WORK INSTRUCTIONS: Output the lines of the listing from its first line through the line containing "362L119 424L209 391L174" as a JSON array of strings, one string per line, with blank lines omitted.

:: SOURCE DATA ::

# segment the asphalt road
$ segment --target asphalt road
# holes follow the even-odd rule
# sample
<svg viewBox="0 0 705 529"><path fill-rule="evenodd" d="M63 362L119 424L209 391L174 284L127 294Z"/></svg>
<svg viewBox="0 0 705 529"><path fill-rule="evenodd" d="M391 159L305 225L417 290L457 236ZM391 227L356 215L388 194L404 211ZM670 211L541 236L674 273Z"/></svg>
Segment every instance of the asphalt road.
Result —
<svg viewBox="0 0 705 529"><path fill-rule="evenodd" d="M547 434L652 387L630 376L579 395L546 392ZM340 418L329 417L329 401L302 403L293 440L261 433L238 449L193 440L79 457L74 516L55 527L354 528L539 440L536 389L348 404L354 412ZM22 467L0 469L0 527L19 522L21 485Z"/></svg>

:::

OUTPUT OF THE EXERCISE:
[
  "# segment the asphalt road",
  "$ segment --target asphalt road",
  "# holes follow the even-odd rule",
  "# sample",
  "<svg viewBox=\"0 0 705 529\"><path fill-rule=\"evenodd\" d=\"M63 362L119 424L209 391L174 284L127 294Z\"/></svg>"
]